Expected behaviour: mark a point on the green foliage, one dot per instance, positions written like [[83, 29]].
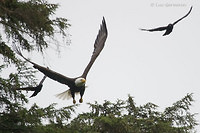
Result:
[[126, 117], [30, 23]]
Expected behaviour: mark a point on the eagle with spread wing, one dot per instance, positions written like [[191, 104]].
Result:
[[77, 84], [169, 27]]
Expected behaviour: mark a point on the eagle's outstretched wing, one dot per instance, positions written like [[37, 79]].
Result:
[[98, 46], [46, 71], [183, 16]]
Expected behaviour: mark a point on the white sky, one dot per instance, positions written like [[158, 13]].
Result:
[[148, 66]]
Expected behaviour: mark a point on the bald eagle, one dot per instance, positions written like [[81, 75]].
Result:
[[36, 89], [169, 27], [77, 84]]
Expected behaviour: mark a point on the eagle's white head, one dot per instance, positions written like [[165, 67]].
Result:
[[80, 82]]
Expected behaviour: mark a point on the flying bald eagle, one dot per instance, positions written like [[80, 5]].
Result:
[[36, 89], [169, 27], [76, 85]]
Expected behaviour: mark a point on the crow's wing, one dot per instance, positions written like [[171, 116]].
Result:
[[49, 73], [98, 46], [183, 16]]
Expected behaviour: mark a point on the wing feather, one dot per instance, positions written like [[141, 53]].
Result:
[[98, 46], [183, 16], [155, 29], [46, 71]]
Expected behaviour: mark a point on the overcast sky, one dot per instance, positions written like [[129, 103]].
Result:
[[148, 66]]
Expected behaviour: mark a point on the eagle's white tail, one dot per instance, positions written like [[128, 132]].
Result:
[[64, 95]]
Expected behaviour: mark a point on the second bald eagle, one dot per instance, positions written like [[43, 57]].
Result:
[[76, 85]]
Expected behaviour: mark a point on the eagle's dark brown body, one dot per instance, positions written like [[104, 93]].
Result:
[[71, 82]]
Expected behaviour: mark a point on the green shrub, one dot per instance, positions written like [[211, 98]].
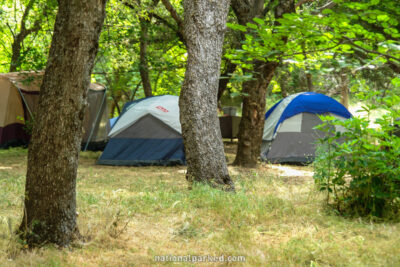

****************************************

• Directions for this task
Copy every one of the records above word for word, and leave out the pictures.

• Solution to this exercise
Expected behaviour: mark a point on the green foliage, one dot per instance, positions written like [[83, 29]].
Result:
[[126, 117], [30, 23]]
Expected behaviour: mark a point on the eagle with spread wing, one dot per instance, positions written like [[191, 104]].
Result:
[[77, 84], [169, 27]]
Expected behaviour: mark a point on the eagle's outstretched wing, one dot per instance, positions written like [[37, 79]].
Result:
[[98, 46], [46, 71], [183, 16]]
Expected behaviour: mark a point on the white sky, one dot per instance, positions written like [[158, 13]].
Result:
[[148, 66]]
Expected behaviour: mark a point on the bald eagle, one dot per instance, positions written like [[81, 75]].
Result:
[[36, 89], [169, 27], [77, 84]]
Expected behaviour: mark a point on the eagle's white head, one dot per instance, positions written like [[165, 67]].
Result:
[[80, 82]]
Expected behaviour: mark a point on the flying bald eagle, one dot per instance, positions written like [[80, 5]].
Result:
[[36, 89], [169, 27], [76, 85]]
Expected behaviour: mark a point on the crow's wing, one dot per instance, positions written like [[171, 116]].
Result:
[[49, 73], [98, 46], [183, 16]]
Expected behaviour: mark a point on the wing feather, one dot per instance, positions written like [[141, 53]].
Result:
[[98, 46], [183, 16], [155, 29], [46, 71]]
Expected behaviour: mark a point on the overcast sky, one dot per instance, positions written like [[129, 103]].
Result:
[[148, 66]]
Expected behaviour: mark a point on the eagle's white tail, one dot per instance, positions written like [[128, 132]].
Result:
[[64, 95]]
Expected behaviour: mark a point on the second bald eagle, one dot per instance, positions written like [[43, 57]].
Result:
[[76, 85]]
Expected behaviour: mark a point on the eagle's dark brown body, one dot per instance, positions written like [[104, 93]].
Result:
[[71, 82]]
Expected behaviour: mark a point on the green shrub, one dot per instance, positions written like [[211, 98]].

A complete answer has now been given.